On October 20, 1993—mere weeks after the release of Mortal Kombat—California’s Attorney General, Dan Lungren, spoke to a group of police investigators at an event in Los Angeles:

“We’ve got impressionable young people dealing with interactive games that are very realistic and I wonder if that is what we should be teaching our kids. The message is: destroy your opponent. I would ask you if that is very different from some of the messages in gang culture.”

The following month, Lungren upped the ante asking game manufacturers to stop selling games that teach youngsters to “demean and destroy.”

▸ **Data listing**:
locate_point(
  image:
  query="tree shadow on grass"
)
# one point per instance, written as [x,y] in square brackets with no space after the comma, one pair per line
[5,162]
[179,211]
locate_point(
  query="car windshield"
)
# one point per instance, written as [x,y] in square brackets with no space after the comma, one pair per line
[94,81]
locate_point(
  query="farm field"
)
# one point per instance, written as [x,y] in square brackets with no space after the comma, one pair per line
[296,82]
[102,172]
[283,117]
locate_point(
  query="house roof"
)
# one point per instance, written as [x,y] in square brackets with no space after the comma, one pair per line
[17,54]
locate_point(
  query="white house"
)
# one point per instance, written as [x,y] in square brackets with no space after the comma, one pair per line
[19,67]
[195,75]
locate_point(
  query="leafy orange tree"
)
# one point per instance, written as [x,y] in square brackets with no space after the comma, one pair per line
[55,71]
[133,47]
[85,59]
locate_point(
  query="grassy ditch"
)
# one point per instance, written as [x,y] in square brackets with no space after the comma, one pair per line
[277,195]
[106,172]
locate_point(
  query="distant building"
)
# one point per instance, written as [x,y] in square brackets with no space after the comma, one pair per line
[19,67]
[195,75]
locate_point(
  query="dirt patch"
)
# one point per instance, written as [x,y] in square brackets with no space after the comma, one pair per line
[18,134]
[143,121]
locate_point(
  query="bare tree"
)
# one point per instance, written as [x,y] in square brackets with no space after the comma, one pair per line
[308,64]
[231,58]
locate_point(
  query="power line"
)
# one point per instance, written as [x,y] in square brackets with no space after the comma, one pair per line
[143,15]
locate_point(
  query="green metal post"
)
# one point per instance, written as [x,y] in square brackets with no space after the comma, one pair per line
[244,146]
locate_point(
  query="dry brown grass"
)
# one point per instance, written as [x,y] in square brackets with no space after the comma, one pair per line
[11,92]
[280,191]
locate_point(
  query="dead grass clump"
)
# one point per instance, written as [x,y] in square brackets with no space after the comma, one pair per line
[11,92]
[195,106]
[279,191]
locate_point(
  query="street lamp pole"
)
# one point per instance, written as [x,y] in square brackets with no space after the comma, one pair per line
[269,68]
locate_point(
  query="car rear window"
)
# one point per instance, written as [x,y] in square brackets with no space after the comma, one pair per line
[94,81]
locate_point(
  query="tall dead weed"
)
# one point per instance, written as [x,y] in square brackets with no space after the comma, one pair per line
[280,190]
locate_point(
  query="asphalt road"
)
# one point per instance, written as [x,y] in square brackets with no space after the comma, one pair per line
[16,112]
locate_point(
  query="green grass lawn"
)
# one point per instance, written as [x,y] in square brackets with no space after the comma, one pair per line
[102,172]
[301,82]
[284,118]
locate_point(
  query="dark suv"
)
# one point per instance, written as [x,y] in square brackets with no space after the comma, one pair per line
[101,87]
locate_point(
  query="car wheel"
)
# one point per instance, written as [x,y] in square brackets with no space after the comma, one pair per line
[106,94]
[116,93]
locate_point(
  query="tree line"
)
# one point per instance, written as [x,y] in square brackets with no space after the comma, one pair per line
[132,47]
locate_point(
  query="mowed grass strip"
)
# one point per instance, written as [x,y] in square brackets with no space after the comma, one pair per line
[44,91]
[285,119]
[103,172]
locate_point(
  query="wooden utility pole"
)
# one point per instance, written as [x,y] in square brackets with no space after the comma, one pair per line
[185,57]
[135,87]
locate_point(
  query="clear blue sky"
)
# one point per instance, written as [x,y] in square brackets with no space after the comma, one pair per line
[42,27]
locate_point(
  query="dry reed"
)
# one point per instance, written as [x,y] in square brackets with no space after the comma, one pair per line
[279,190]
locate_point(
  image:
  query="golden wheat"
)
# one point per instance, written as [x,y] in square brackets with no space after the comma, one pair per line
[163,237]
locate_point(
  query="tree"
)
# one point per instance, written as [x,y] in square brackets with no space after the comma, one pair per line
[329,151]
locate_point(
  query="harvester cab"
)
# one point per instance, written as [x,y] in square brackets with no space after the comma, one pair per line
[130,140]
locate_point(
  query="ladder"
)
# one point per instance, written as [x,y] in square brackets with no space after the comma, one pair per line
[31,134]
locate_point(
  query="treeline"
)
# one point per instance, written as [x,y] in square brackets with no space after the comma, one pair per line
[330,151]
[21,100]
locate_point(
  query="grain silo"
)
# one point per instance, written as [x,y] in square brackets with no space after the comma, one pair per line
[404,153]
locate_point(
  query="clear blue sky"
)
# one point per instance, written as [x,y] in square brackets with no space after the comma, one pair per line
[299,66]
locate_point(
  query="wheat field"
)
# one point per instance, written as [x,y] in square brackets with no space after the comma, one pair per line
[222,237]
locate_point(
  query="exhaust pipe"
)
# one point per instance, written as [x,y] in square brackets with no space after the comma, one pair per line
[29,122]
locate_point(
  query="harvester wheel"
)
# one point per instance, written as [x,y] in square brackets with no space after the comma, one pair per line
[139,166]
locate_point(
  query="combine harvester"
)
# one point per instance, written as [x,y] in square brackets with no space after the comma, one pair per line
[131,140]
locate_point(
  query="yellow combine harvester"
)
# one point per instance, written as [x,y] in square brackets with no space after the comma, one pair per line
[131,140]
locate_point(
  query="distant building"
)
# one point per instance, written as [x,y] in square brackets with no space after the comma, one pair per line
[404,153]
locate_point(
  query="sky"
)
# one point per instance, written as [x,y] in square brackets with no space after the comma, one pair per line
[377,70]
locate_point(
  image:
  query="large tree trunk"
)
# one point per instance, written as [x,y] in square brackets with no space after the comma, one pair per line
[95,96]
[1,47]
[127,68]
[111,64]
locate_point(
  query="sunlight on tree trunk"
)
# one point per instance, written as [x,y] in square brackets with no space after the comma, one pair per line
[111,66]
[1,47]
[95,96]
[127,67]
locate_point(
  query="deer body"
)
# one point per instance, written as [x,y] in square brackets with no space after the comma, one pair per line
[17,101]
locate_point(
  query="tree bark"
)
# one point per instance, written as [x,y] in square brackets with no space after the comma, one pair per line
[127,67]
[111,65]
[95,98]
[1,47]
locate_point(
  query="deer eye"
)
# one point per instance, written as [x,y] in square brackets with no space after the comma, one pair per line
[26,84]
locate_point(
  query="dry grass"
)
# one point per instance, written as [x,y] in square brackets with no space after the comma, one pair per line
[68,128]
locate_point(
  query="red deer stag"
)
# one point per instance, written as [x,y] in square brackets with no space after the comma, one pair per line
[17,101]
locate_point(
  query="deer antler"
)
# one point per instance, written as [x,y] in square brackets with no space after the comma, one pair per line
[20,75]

▸ **Requirements**: In the passage about Dan Lungren's remarks on video games, what did Lungren ask game manufacturers to do the month after his October 20, 1993 speech?

▸ **Result of this task**: He asked them to stop selling games that teach youngsters to "demean and destroy."